## Gestellte Aufgabe 1
Schreiben Sie alle Datensätze weiter unten Zeile für Zeile unverändert ab. Die Bilder lassen Sie dabei weg.
### Textauszug
Sachverhalt und Begründung (einschl. finanzielle Möglichkeit der Verwirklichung):
Die UNESCO unterstützt die Erfassung, den Schutz und die Erhaltung von Denkmälern,
Ensembles und Stätten von außergewöhnlichem Wert. Nach den Durchführungsrichtlinien
zur Welterbe-Konvention zählt neben dem Natur- auch das Kulturerbe zu den unschätzbaren
und unersetzlichen Gütern nicht nur jedes Volkes, sondern der ganzen
Menschheit. Teile dieses Erbes können wegen ihrer außergewöhnlichen
Eigenschaften einem besonderen Schutz unterliegen. Durch die Aufnahme in die
Liste des UNESCO-Welterbes verpflichten sich die Vertragsstaaten, zu denen auch
Deutschland gehört, diese Güter besonders zu schützen. Über die Aufnahme in die
Liste entscheidet das Welterbe-Komitee.
In Deutschland beschließt die Kultusministerkonferenz, welche Stätten
bei der UNESCO zur Aufnahme in die Welterbe-Liste nominiert werden. Nominierte
Stätten werden auf der deutschen Tentativliste geführt. Die Kultusministerkonferenz
der Länder hat am 16.10.2019 beschlossen die Tentativliste „UNESCO-Welterbe“
zum 01.02.2024 fortzuschreiben und alle Bundesländer um entsprechende
Vorschläge gebeten. Für die Fortschreibung kann jedes Bundesland zwei
Bewerbungen für die deutsche Tentativliste einreichen. Die Stiftung Industriedenkmalpflege
und Geschichtskultur arbeitet zusammen mit weiteren Akteuren an der Bewerbung
der „Industriellen Kulturlandschaft Ruhrgebiet“ für die deutsche Tentativliste.
Das Projekt „Industrielle Kulturlandschaft Ruhrgebiet“ hat hierbei auf
Landesebene einen Sonderstatus. Insgesamt sind Industrielle Kulturlandschaften
vom internationalen Rat für Denkmalpflege bereits 2004 als in der Welterbe-Liste
unterrepräsentiert eingestuft worden. Seitdem hat sich wenig an der Ausgewogenheit der Liste geändert, sodass
dem Projekt „Industrielle Kulturlandschaft Ruhrgebiet“ gute Chancen zur
Aufnahme in die Liste zugerechnet werden können.
######
## Gestellte Aufgabe 2
Beantworten Sie zum Text über das UNESCO-Welterbe die folgenden Fragen:
(a) Wer entscheidet über die Aufnahme in die Liste des UNESCO-Welterbes?
(b) Wie viele Bewerbungen für die deutsche Tentativliste kann jedes Bundesland für die Fortschreibung einreichen?
(c) In welchem Jahr stufte der internationale Rat für Denkmalpflege Industrielle Kulturlandschaften als in der Welterbe-Liste unterrepräsentiert ein?
### Material zur Übung
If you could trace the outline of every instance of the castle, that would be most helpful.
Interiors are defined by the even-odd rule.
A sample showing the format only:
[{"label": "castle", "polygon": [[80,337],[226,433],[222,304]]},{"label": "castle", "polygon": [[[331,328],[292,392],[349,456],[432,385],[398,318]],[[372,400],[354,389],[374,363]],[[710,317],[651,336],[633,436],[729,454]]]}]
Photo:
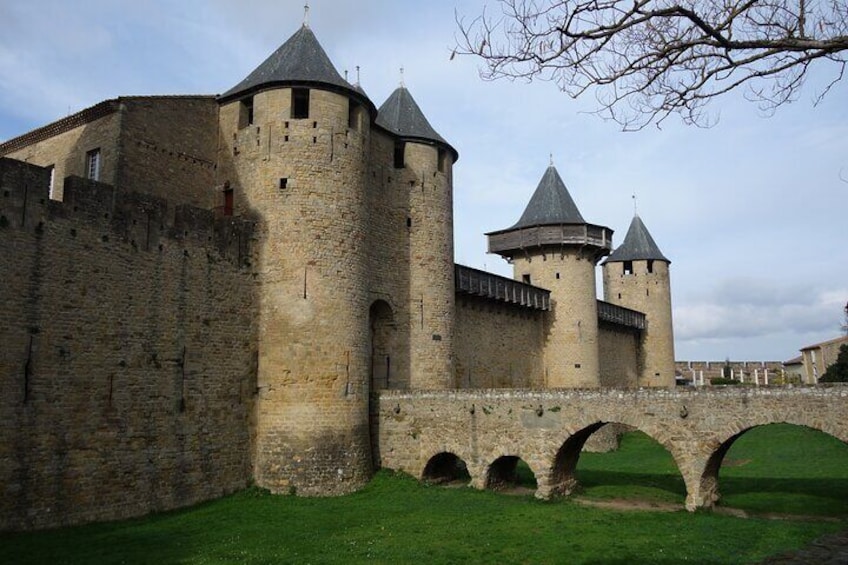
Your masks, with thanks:
[{"label": "castle", "polygon": [[350,492],[381,465],[375,390],[672,386],[642,220],[613,250],[551,165],[487,234],[514,278],[456,265],[457,159],[306,25],[222,95],[0,144],[0,530]]}]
######
## Ergebnis 1
If you could trace the outline of every instance of the castle, that would be most helpful.
Interiors are defined by the even-odd rule.
A sample showing the format only:
[{"label": "castle", "polygon": [[80,337],[226,433],[222,304]]},{"label": "castle", "polygon": [[[331,328],[292,392],[349,456],[432,385],[398,318]],[[372,400],[354,389],[374,363]],[[710,317],[651,336],[633,436],[729,454]]]}]
Photo:
Your masks, with thanks:
[{"label": "castle", "polygon": [[350,492],[381,465],[375,390],[672,386],[642,220],[613,250],[551,165],[487,234],[514,278],[456,265],[457,159],[306,25],[222,95],[0,144],[0,530]]}]

## Ergebnis 2
(a) Über die Aufnahme in die Liste entscheidet das Welterbe-Komitee.
(b) Jedes Bundesland kann zwei Bewerbungen einreichen.
(c) Die Einstufung erfolgte bereits 2004.